(Extract to read Opens)

Phil Bronstein, the journalist who interviewed Osama bin Laden's killer, talked to Hardball about the shooter's uncertain future. It turns out that there are harder challenges than killing the world's most dangerous terrorist.

The Navy SEAL who shot and killed Osama bin Laden is speaking out.

The shooter, who is not identified by name, spoke to Phil Bronstein, the executive chair of the Center for Investigative Reporting. The piece appears in the March edition ofmagazine and recounts the historic nighttime raid in May 2011 at Bin Laden’s compound in Abbottabad, Pakistan. Bronstein spoke to Hardball’s Chris Matthews on Monday.

The piece reveals chilling details, including the silent helicopter trip to the terrorist mastermind’s compound, walking through a dark hallway on the third floor of bin Laden’s home, and coming face to face with the most wanted man in the world.

In the piece, the Navy SEAL said bin Laden “looked confused. And way taller than I was expecting…He’s got a gun within reach. He’s a threat. In that second, I shot him, two times in the forehead. Bap! Bap! The second time as he’s going down. He crumpled onto the floor in front of his bed and I hit him again, Bap!”

(Extract to read Closes)
(Data section Opens)

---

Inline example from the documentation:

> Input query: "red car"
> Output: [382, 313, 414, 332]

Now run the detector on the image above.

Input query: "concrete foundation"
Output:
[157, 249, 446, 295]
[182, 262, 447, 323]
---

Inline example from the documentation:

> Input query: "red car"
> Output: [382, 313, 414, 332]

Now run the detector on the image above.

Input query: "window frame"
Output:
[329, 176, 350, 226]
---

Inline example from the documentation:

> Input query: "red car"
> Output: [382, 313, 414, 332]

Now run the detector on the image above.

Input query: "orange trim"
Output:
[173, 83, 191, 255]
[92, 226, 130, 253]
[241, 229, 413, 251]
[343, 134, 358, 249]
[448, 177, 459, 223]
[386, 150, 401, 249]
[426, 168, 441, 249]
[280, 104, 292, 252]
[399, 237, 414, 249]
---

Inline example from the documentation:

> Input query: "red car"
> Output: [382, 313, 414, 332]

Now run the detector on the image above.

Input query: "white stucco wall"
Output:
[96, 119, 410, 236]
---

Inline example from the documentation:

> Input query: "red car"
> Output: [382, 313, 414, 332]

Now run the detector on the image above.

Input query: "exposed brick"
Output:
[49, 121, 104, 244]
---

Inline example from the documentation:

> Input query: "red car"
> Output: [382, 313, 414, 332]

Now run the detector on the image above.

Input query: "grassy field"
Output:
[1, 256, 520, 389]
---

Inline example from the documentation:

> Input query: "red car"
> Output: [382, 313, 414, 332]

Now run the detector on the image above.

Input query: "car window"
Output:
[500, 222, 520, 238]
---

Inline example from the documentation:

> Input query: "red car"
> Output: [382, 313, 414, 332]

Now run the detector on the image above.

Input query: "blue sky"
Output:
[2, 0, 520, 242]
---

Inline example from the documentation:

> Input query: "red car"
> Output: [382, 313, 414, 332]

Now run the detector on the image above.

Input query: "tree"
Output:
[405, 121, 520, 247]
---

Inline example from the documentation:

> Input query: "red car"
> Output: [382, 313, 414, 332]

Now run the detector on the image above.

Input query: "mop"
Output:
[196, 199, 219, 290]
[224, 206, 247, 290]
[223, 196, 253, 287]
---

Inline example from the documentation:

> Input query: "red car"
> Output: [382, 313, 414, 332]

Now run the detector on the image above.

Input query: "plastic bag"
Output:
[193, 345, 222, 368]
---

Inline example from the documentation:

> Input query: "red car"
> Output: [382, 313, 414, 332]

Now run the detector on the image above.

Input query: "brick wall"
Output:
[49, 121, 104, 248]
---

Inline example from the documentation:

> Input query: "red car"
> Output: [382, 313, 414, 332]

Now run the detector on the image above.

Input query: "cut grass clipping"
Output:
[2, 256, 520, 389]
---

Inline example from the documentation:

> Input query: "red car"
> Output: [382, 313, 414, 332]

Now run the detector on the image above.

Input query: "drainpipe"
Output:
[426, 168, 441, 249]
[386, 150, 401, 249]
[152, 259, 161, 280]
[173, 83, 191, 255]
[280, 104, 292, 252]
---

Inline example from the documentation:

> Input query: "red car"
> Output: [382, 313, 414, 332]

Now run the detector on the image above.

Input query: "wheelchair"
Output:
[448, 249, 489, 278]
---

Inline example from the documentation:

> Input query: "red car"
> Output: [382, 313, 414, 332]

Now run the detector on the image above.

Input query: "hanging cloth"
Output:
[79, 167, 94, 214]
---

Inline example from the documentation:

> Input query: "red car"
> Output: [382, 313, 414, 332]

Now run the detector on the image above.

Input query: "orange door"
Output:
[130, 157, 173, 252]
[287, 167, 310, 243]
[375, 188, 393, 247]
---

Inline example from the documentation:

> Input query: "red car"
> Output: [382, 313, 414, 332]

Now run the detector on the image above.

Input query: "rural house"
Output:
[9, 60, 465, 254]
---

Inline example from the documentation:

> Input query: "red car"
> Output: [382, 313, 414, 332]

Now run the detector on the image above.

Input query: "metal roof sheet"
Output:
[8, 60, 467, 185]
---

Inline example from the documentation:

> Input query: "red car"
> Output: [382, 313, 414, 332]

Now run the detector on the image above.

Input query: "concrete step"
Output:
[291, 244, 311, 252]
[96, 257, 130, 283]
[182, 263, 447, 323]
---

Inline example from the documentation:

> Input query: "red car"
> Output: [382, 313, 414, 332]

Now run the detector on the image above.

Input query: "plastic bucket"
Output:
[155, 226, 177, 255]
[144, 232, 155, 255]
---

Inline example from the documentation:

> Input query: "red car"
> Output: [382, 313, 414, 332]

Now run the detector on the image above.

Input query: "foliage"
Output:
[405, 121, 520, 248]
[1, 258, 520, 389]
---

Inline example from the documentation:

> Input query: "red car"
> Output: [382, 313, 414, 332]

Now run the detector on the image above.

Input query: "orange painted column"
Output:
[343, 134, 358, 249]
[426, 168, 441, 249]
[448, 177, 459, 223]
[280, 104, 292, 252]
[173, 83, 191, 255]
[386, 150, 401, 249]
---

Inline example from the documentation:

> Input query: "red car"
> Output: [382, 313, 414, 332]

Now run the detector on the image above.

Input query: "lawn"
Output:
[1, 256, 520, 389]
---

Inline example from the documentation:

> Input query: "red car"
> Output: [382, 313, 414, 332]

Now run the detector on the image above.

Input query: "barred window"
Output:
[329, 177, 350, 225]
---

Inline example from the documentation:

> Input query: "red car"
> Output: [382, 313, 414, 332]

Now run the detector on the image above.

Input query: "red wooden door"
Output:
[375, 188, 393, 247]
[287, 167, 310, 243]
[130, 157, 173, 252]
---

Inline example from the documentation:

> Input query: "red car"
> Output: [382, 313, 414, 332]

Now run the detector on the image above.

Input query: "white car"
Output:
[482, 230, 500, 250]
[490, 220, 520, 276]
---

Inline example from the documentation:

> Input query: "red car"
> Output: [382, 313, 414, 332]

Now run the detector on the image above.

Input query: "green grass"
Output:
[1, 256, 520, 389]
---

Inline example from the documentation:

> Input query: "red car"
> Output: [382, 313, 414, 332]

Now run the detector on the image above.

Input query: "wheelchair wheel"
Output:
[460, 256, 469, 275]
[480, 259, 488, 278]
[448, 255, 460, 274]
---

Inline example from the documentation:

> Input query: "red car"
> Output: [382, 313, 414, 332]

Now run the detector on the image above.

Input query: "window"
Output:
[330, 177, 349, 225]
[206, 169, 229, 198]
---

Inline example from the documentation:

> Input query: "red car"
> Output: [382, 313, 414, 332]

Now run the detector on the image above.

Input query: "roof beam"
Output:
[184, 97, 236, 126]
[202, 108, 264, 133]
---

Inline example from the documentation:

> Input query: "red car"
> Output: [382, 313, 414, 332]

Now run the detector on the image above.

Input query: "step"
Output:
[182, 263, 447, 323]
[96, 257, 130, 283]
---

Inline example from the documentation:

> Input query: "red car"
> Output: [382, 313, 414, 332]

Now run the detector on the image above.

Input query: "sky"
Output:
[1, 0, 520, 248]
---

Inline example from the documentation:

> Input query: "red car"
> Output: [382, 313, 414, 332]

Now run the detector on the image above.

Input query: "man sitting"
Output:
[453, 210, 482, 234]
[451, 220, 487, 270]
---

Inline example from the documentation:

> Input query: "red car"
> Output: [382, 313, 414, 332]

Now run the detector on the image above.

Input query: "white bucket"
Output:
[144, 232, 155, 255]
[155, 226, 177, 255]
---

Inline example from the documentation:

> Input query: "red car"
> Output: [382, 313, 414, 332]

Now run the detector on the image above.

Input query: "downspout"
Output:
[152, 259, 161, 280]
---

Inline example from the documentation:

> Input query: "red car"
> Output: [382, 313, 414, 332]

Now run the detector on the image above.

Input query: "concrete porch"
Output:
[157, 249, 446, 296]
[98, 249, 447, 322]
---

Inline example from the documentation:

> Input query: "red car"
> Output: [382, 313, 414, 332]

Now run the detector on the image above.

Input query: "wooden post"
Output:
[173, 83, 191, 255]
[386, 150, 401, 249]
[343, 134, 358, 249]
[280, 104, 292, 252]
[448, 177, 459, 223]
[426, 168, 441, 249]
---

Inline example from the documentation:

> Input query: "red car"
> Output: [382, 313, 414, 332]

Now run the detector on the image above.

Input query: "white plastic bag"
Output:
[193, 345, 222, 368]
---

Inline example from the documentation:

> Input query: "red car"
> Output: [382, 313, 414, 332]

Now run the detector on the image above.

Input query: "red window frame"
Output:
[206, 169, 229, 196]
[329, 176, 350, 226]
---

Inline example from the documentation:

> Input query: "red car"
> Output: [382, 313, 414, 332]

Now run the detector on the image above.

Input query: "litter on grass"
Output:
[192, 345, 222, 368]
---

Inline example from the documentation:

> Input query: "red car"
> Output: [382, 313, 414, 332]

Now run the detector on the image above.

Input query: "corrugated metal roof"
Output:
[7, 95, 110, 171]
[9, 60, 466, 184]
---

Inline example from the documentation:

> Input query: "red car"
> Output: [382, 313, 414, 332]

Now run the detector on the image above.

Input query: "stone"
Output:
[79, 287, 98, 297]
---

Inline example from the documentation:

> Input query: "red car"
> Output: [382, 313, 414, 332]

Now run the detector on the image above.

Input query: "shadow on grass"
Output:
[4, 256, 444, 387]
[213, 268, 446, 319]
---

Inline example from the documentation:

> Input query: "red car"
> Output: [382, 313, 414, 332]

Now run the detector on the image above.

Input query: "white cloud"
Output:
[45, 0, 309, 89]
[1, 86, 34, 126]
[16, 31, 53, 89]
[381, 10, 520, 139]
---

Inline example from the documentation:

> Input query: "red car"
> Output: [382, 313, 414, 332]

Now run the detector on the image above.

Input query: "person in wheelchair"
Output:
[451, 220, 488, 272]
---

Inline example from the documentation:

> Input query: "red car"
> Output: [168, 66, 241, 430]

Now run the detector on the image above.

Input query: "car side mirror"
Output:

(Data section Closes)

» **Instructions**:
**A.** Answer these questions using the excerpt on the bin Laden raid:
(i) Who did the shooter speak to, and what position does that person hold?
(ii) On which floor of bin Laden's home was the dark hallway?
(iii) Where on bin Laden did the SEAL say his first two shots hit?
**B.** Reproduce the stretch of the excerpt on the bin Laden raid from "The Navy SEAL who" through "Matthews on Monday.", word for word.
The rows were taken from a separate source.

» **Written responses**:
**A.**
(i) Phil Bronstein, the executive chair of the Center for Investigative Reporting.
(ii) The third floor.
(iii) The forehead.

**B.**
The Navy SEAL who shot and killed Osama bin Laden is speaking out.

The shooter, who is not identified by name, spoke to Phil Bronstein, the executive chair of the Center for Investigative Reporting. The piece appears in the March edition ofmagazine and recounts the historic nighttime raid in May 2011 at Bin Laden’s compound in Abbottabad, Pakistan. Bronstein spoke to Hardball’s Chris Matthews on Monday.